>> Start Raw records

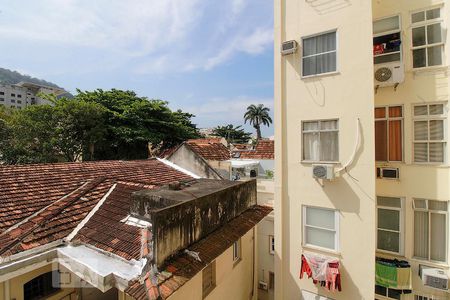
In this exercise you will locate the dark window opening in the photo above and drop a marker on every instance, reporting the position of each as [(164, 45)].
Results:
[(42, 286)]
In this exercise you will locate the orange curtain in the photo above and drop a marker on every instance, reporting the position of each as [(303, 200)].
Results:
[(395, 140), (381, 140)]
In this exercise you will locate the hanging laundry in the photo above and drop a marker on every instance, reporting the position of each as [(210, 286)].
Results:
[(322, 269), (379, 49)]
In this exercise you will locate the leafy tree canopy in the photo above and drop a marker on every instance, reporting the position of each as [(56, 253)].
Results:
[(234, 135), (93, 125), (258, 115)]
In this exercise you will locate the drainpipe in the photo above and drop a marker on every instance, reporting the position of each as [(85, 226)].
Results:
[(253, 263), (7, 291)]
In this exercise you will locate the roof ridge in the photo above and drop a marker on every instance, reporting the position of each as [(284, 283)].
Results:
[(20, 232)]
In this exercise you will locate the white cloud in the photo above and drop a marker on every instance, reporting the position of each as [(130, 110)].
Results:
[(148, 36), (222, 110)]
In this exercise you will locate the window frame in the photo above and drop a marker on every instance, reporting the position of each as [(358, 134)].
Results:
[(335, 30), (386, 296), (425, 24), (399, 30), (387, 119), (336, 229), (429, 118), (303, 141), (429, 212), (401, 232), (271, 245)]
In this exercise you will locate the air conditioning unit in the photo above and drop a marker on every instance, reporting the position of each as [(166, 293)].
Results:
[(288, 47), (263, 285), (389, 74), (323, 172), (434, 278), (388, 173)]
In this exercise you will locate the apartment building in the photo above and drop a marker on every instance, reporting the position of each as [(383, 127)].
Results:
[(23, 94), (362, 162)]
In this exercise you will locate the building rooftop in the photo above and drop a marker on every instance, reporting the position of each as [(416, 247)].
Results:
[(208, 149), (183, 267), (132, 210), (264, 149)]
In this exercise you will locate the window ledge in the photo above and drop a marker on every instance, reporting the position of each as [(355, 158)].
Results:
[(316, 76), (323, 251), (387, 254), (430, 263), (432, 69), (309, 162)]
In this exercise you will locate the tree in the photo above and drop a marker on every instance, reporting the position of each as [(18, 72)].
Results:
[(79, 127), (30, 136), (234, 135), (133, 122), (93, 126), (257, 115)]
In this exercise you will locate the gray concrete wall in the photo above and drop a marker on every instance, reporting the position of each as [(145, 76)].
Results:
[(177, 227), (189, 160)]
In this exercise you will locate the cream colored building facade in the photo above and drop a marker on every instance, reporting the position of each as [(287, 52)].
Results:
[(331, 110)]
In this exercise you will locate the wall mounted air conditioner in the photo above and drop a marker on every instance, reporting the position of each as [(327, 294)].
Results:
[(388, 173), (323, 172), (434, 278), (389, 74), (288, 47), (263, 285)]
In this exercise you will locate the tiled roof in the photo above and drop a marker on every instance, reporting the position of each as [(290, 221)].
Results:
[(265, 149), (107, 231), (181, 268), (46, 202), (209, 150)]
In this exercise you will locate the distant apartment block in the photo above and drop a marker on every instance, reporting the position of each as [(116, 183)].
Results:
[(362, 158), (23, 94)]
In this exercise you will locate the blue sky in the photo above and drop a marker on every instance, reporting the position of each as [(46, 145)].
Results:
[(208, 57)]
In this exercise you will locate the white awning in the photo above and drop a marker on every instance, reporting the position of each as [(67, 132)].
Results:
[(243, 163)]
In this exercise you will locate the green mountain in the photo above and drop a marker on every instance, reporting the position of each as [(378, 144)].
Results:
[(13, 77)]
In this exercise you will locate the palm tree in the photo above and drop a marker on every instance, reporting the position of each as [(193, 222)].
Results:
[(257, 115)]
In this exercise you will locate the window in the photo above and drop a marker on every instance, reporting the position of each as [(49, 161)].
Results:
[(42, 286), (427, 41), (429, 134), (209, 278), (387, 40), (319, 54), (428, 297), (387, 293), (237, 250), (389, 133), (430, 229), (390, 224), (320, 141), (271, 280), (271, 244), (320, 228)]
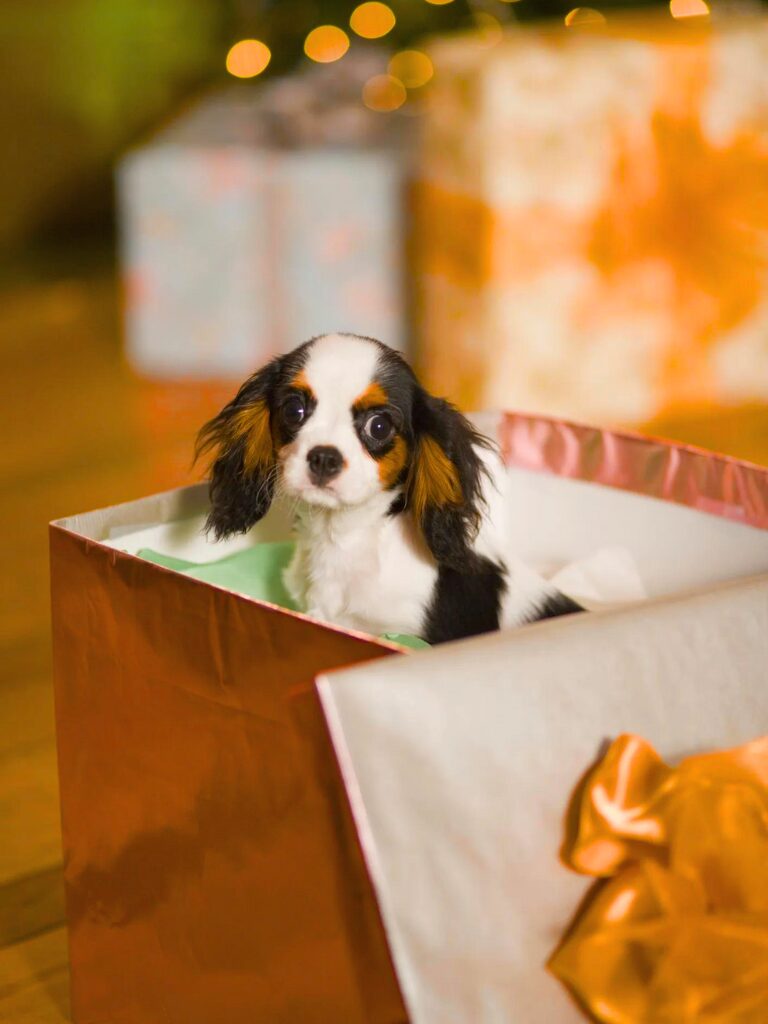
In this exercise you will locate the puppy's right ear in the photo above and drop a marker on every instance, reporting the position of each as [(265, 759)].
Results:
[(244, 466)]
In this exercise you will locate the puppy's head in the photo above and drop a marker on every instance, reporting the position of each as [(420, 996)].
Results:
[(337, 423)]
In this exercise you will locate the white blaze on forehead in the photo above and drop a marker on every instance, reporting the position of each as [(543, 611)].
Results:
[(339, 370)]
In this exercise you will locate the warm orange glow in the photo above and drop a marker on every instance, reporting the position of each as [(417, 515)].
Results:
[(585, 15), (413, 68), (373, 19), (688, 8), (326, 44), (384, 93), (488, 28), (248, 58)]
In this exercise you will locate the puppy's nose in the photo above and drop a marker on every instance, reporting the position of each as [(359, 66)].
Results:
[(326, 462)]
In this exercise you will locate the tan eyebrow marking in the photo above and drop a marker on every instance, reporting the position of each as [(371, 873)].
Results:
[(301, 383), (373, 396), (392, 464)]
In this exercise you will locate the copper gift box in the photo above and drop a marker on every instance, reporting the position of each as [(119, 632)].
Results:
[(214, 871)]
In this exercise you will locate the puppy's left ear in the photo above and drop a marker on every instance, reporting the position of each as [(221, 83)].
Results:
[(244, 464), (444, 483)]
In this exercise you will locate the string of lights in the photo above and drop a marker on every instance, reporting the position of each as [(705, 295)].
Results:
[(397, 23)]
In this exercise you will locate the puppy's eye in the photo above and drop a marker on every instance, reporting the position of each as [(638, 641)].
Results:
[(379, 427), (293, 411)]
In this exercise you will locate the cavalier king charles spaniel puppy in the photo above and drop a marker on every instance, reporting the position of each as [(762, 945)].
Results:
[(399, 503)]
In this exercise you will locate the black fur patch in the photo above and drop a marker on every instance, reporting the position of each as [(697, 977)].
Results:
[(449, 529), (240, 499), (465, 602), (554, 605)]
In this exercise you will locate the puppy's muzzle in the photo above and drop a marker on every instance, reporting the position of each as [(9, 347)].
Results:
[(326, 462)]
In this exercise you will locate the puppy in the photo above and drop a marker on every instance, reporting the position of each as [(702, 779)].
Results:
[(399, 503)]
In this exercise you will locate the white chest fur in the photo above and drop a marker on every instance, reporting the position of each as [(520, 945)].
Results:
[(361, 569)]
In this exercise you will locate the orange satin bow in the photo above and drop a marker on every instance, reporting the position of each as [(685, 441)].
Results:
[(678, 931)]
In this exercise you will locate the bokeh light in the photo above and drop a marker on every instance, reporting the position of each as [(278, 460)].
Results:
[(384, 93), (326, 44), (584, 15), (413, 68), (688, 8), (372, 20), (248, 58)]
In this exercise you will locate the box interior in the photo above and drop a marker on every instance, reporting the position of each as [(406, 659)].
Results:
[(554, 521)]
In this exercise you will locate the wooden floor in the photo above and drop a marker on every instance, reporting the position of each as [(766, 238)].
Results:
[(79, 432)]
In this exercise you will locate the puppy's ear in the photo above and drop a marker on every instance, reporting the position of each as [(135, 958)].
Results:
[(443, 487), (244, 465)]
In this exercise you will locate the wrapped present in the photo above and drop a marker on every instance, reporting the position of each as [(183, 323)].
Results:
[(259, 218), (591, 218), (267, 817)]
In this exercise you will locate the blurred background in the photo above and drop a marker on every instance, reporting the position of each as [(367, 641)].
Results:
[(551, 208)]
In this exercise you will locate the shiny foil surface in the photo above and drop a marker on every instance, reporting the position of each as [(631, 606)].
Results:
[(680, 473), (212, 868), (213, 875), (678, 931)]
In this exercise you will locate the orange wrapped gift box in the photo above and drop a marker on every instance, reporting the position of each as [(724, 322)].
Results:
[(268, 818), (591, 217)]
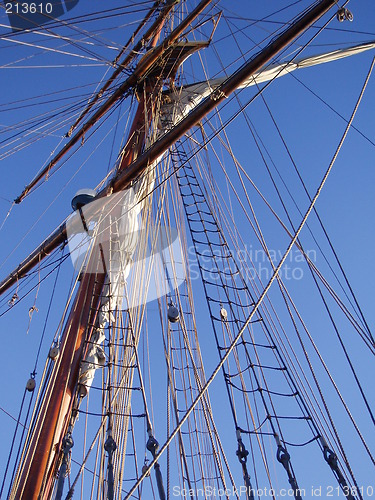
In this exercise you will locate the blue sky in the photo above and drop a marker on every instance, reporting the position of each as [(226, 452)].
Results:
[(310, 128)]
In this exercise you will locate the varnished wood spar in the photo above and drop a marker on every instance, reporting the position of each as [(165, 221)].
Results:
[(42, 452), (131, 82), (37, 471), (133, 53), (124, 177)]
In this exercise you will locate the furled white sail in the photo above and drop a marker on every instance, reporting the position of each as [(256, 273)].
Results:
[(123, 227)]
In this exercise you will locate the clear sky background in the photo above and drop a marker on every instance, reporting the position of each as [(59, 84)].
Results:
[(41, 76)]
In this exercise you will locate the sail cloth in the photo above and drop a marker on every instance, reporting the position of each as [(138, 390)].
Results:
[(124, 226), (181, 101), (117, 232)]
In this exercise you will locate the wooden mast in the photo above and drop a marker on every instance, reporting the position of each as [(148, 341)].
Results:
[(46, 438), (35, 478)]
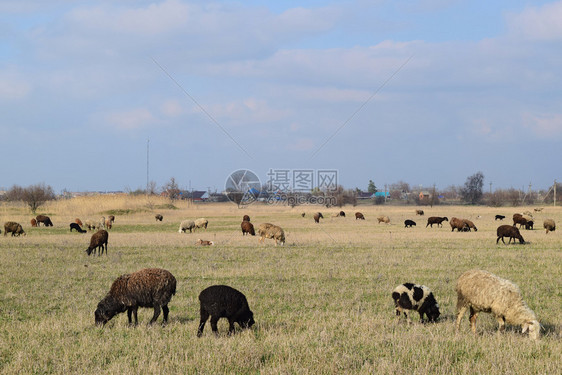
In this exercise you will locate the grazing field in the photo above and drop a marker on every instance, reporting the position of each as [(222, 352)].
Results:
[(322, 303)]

>> End Raw records

Write out, unchanged, the lines of the entries from the line with "In this exercise you will locate the warm" to the line with "[(244, 464), (444, 483)]", including both of those lines.

In this exercise you will locate the warm orange glow in the photo above and drop a marker on every instance, reporting the position of each as [(417, 515)].
Results:
[(585, 15), (413, 68), (373, 19), (688, 8), (326, 44), (384, 93), (488, 28), (248, 58)]
In this exercise you will locate the puppy's nose in the photo above and drop a marker on every instance, reporting the position of each as [(359, 66)].
Results:
[(326, 462)]
In this exercise you will locate the tan eyebrow marking in the photo above and drop a marker on every instance, reporting the position of each as [(371, 873)].
Results:
[(301, 383), (373, 396), (392, 464)]
In this exercise you will locate the copper gift box in the photo above and drop a marker on every instance, reporting the position of each as [(119, 632)].
Results:
[(214, 871)]
In this exercise you will locate the puppy's left ear in the photo above and drop a marker on every instance, reporting the position of each as [(221, 83)].
Results:
[(244, 464), (444, 483)]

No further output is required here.